Smith's work with DIIV has been described as krautrock, post-punk and shoegaze.

Smith's favorite albums include Arthur Russell's Love Is Overtaking Me (2008), Red Krayola's The Parable of Arable Land (1967) and Faust's The Faust Tapes (1973). The songs on Oshin were influenced by German psychedelic bands such as Kluster, La Düsseldorf, Neu! and Can. Additionally, Smith cited Nirvana and world music as sources of inspiration. According to Smith, Is the Is Are was influenced by Elliott Smith and Royal Trux.

- **Material shown**

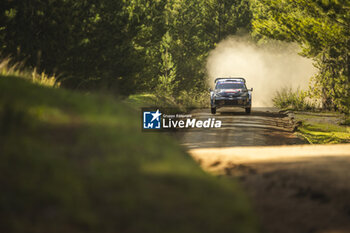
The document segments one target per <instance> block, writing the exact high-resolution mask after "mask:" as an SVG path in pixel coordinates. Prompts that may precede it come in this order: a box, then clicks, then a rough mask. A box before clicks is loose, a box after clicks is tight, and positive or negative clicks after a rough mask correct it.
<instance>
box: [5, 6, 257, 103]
mask: <svg viewBox="0 0 350 233" xmlns="http://www.w3.org/2000/svg"><path fill="white" fill-rule="evenodd" d="M250 20H251V12H250V9H249V1H248V0H234V1H232V0H224V1H223V0H210V1H203V0H191V1H182V0H167V1H148V0H138V1H111V0H99V1H73V0H55V1H44V0H33V1H10V0H5V1H1V3H0V44H1V46H0V52H1V54H2V56H5V57H7V56H11V57H12V58H13V60H14V62H21V61H25V65H26V66H28V67H30V68H31V69H33V68H34V67H36V68H37V70H38V73H41V72H43V71H45V73H47V74H48V75H52V74H54V73H55V74H59V77H60V81H61V83H62V86H64V87H69V88H79V89H99V88H103V89H110V90H112V91H113V93H119V94H125V95H127V94H132V93H137V92H147V91H154V90H155V88H156V87H158V86H162V87H161V89H164V92H168V91H170V90H171V92H173V93H169V95H174V96H177V95H178V94H179V93H180V92H181V91H183V90H185V91H190V90H191V89H193V88H197V89H202V90H205V89H206V83H205V61H206V58H207V56H208V53H209V51H210V50H211V49H212V48H214V47H215V45H216V43H218V42H219V41H220V40H222V39H223V38H224V37H226V36H228V35H232V34H235V33H236V32H237V31H238V30H240V29H242V28H243V29H245V30H249V29H250ZM169 39H170V40H169ZM166 61H167V64H164V63H165V62H166ZM170 61H171V62H170ZM160 64H161V65H160ZM170 66H171V67H170ZM168 79H171V81H170V80H168ZM168 84H169V85H168ZM166 88H169V90H168V89H166Z"/></svg>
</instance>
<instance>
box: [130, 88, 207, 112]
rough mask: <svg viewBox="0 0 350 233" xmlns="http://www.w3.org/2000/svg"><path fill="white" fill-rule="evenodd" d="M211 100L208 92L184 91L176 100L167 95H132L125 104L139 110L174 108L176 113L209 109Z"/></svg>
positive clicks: (139, 94) (141, 94) (174, 110)
mask: <svg viewBox="0 0 350 233" xmlns="http://www.w3.org/2000/svg"><path fill="white" fill-rule="evenodd" d="M209 100H210V96H209V93H207V92H205V93H197V92H196V93H194V92H190V93H189V92H186V91H183V92H181V93H180V94H179V96H178V97H177V98H176V99H174V98H170V97H165V95H164V96H161V97H160V96H157V95H155V94H150V93H142V94H134V95H130V96H128V98H126V99H125V100H124V102H125V103H127V104H129V105H131V106H133V107H134V108H137V109H139V108H142V107H159V108H172V109H173V110H174V111H175V112H179V111H183V112H186V111H188V110H191V109H194V108H208V106H209V104H210V102H209Z"/></svg>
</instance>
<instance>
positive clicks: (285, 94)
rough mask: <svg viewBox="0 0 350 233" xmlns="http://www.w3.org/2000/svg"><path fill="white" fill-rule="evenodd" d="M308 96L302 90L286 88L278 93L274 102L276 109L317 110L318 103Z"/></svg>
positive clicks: (274, 96) (277, 92) (281, 89)
mask: <svg viewBox="0 0 350 233" xmlns="http://www.w3.org/2000/svg"><path fill="white" fill-rule="evenodd" d="M308 96H309V95H308V93H307V92H306V91H303V90H300V89H297V90H295V91H293V89H292V88H287V87H285V88H282V89H281V90H278V91H276V93H275V95H274V97H273V98H272V102H273V104H274V106H275V107H278V108H281V109H293V110H315V109H316V108H317V103H316V102H315V101H314V100H312V99H310V98H308Z"/></svg>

- **Goal of the exercise**
Carry on the passage about Smith's musical influences with DIIV, starting after its last sentence.

- **Reply**
== Personal life ==
Smith was in a relationship with singer and model Sky Ferreira. On September 13, 2013, the night before DIIV was scheduled to perform at the music festival Basilica Soundscape in Hudson, New York, Smith’s unregistered Ford pickup truck was pulled over in the nearby town of Saugerties and police found "42 decks" of heroin on him as well as ecstasy on Ferreira. Smith was charged with "two counts of criminal possession of a controlled substance, one count of possession of stolen property and one count of aggravated unlicensed driving, all misdemeanors". Additionally, he was charged with "violations of unregistered motor vehicle, driving without insurance, unlicensed driver, and having an inadequate exhaust system". He was ordered to go to rehab for 11 days in January 2014.

Smith is a vegan. He lived in Catskill, New York before returning to New York City in 2015.

On February 3, 2017, Smith announced he was checking in for "long-haul" inpatient treatment.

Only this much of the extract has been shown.